### Task to complete:
Pictures aside, please retype the whole listing word for word.

========================

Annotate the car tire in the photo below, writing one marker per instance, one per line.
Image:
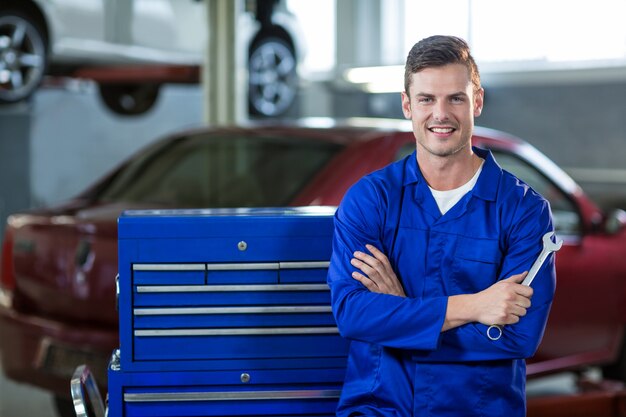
(129, 99)
(272, 76)
(23, 55)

========================

### Exercise output:
Annotate the car tire in the photo below, writing one marker per instance, one per line.
Image:
(129, 99)
(272, 76)
(23, 55)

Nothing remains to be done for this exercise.